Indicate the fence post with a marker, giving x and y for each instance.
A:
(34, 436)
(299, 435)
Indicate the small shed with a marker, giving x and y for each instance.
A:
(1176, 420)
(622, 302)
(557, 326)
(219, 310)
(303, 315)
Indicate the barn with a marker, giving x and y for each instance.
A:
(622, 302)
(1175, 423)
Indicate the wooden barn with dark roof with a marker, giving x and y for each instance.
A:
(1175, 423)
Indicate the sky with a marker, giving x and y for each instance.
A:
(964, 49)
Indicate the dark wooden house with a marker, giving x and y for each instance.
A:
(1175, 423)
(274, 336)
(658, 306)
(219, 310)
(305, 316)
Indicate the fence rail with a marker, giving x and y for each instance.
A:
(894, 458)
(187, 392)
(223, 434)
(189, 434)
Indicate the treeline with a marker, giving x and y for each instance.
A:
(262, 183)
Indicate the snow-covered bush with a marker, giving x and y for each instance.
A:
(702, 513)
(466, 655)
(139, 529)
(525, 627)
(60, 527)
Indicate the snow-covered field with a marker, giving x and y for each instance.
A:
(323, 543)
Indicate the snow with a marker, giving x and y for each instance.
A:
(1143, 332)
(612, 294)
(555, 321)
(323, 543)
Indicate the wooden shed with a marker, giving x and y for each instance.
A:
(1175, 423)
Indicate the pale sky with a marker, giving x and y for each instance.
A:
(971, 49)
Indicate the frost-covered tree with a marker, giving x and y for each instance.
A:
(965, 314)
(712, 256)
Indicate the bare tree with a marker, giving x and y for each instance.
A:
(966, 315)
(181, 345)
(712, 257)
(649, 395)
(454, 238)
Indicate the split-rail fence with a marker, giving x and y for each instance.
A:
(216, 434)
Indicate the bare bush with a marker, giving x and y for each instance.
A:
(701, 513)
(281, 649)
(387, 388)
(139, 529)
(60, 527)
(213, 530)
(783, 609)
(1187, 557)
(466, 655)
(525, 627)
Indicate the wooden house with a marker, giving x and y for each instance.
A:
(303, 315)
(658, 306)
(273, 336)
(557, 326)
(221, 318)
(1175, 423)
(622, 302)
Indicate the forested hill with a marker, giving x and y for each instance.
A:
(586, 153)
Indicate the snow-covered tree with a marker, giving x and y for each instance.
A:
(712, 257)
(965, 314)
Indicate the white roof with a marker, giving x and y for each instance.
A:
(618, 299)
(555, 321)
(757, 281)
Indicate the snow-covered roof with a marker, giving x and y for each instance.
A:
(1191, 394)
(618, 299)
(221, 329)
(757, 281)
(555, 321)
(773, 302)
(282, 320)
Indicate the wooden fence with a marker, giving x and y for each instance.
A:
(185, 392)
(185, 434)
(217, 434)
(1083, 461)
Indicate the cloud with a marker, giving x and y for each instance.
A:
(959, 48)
----
* _Problem_
All of the entries above should be written out verbatim.

* _Your response_
Indicate the fence post with a marker, giving x and y for each instance.
A:
(34, 436)
(299, 435)
Indicate the small shed with a marker, giving x and y for each instance.
A:
(1176, 420)
(622, 302)
(557, 326)
(219, 310)
(303, 315)
Indicate the barn with a marker, giving x and y for each instance.
A:
(622, 302)
(1175, 423)
Indicate the wooden barn with dark roof with a marker, giving x and y for each instance.
A:
(1175, 423)
Indicate the sky with a marker, giving x and y for each instance.
A:
(964, 49)
Indicate the dark wooden house with a marker, giving x and y for each instance.
A:
(1175, 423)
(274, 336)
(658, 306)
(219, 310)
(305, 316)
Indicate the fence rail with a marker, giving x and y for each instance.
A:
(894, 458)
(187, 392)
(223, 434)
(189, 434)
Indicate the treeline with a marker, giving x and y for each instance.
A:
(262, 183)
Indicate the snow-covered bush with a marker, giving x and y for each instance.
A:
(702, 513)
(466, 655)
(139, 529)
(525, 627)
(60, 527)
Indicate the snow-covered field with a marker, giving x and y for each instance.
A:
(323, 543)
Indicate the snow with a marker, giving x and y for each instance.
A:
(1143, 332)
(612, 294)
(555, 321)
(323, 543)
Indicate the wooden shed with a marker, giving x and y for each instance.
A:
(1175, 423)
Indicate the pale sky with a marker, giving x and y for each instance.
A:
(971, 49)
Indicate the frost-covered tree with a marker, giving x and y for each instance.
A:
(965, 314)
(712, 256)
Indicate the bare tree with a marker, giving x and y for each instance.
A:
(966, 315)
(181, 345)
(712, 257)
(649, 395)
(454, 238)
Indicate the split-rail fence with a marker, giving x and y for each instance.
A:
(216, 434)
Indicate the bare bush with a marker, giving x and y for each instance.
A:
(701, 513)
(281, 649)
(387, 388)
(139, 529)
(60, 527)
(213, 530)
(783, 609)
(1187, 557)
(466, 655)
(525, 627)
Indicate the wooden house with a marker, giving x and y for each instance.
A:
(303, 315)
(658, 306)
(273, 336)
(557, 326)
(221, 318)
(1175, 423)
(622, 302)
Indicate the forested hill with a marker, giving x and y for each instance.
A:
(586, 153)
Indicate the snow-covered tree with a marker, giving x and y for each instance.
A:
(712, 257)
(965, 314)
Indicate the white roof with a marker, giving x and y for each instance.
A:
(618, 299)
(555, 321)
(757, 281)
Indicate the snow-covered roof with a marker, giving x and y for each instance.
A:
(1191, 394)
(618, 299)
(221, 329)
(757, 281)
(555, 321)
(773, 302)
(282, 320)
Indicate the wooden fence with a marker, giving x and y for each instance.
A:
(185, 392)
(185, 434)
(217, 434)
(1083, 461)
Indicate the cloud with a marker, giving x and y for each instance.
A:
(959, 48)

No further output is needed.